(Data extracted from a collection)
·····

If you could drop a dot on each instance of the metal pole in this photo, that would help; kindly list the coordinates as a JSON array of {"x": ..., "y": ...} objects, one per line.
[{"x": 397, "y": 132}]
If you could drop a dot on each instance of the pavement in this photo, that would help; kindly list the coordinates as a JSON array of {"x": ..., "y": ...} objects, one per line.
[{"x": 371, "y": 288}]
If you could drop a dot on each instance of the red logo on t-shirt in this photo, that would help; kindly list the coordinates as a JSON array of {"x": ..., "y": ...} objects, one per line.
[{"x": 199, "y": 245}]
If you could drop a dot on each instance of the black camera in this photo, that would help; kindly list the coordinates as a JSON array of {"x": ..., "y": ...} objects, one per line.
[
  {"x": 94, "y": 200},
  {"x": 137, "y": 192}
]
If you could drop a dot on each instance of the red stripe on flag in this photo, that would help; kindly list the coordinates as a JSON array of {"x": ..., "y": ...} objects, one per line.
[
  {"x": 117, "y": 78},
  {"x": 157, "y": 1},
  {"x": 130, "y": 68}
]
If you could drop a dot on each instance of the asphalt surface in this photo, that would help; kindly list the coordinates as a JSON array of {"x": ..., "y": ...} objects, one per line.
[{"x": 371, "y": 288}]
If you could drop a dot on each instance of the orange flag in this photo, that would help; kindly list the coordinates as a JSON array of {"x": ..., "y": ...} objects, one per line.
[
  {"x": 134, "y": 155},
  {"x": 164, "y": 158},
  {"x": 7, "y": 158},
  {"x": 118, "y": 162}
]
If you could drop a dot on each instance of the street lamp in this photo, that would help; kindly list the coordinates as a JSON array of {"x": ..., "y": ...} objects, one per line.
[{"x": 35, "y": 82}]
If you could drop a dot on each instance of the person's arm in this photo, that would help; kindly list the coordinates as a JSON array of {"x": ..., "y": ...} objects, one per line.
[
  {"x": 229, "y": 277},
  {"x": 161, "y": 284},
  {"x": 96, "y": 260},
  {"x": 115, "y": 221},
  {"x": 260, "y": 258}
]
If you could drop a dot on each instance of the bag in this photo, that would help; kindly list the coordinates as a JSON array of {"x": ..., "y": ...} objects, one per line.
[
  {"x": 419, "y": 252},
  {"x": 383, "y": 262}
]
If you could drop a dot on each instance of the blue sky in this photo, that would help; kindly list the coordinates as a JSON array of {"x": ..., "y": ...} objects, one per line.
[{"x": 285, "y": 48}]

·····

- WORK REQUIRED -
The records above are to be transcribed exactly, with nothing left out.

- WRITTEN SOLUTION -
If you could drop a dot on each instance of the metal pole in this photo, that would help; kindly list the coordinates as a JSON array of {"x": ..., "y": ...} objects, one per line.
[{"x": 397, "y": 132}]
If you could drop a dot on each instance of the pavement in this photo, that would help; kindly list the coordinates as a JSON array of {"x": ..., "y": ...} objects, one per line.
[{"x": 371, "y": 288}]
If you could drop a dot on each instance of the red logo on t-shirt in this photo, that would help; kindly list the coordinates as a JSON array of {"x": ..., "y": ...} objects, one per line.
[{"x": 199, "y": 245}]
If you could drop a dot on each instance of the black camera in this photo, that would help; kindly list the coordinates as a JSON array of {"x": ..., "y": ...} objects, one per line.
[
  {"x": 94, "y": 200},
  {"x": 137, "y": 192}
]
If you could drop a dot on each instance of the red stripe on flag in this photo, that would help; kindly list the coordinates as a JSON array of {"x": ..., "y": ...} objects, one per line.
[
  {"x": 117, "y": 78},
  {"x": 157, "y": 1},
  {"x": 130, "y": 68}
]
If you could drop a dot on each instance of the asphalt surface in this photo, that would help; kindly list the coordinates as a JSON array of {"x": ..., "y": ...} objects, one per line.
[{"x": 371, "y": 288}]
If you could drop a dot on each instance of the orange flag in this photo, that would help; kindly list the coordinates as a JSON array of {"x": ..., "y": ...} objects, one per line.
[
  {"x": 134, "y": 155},
  {"x": 164, "y": 158},
  {"x": 7, "y": 158},
  {"x": 118, "y": 162}
]
If you could drop a dot on each instance of the street lamp in this photo, that would help; kindly list the coordinates as a JSON array of {"x": ..., "y": ...} objects, one per line.
[{"x": 35, "y": 82}]
If you could drop a dot on each instance of the person's arm in this photo, that would help; kindly list the coordinates as a JSON array of {"x": ..., "y": ...} objects, one per line.
[
  {"x": 229, "y": 277},
  {"x": 161, "y": 284},
  {"x": 96, "y": 260},
  {"x": 115, "y": 221},
  {"x": 260, "y": 258}
]
If you could drop a dot on each instance of the bag in this photo, that would help; kindly list the coordinates as a JSON array of {"x": ..., "y": ...} objects, one per line.
[
  {"x": 419, "y": 252},
  {"x": 383, "y": 262}
]
If you could drop a dot on each instance of the blue sky in this photo, that would help; kindly list the coordinates as a JSON array of {"x": ..., "y": ...} objects, one per line.
[{"x": 285, "y": 48}]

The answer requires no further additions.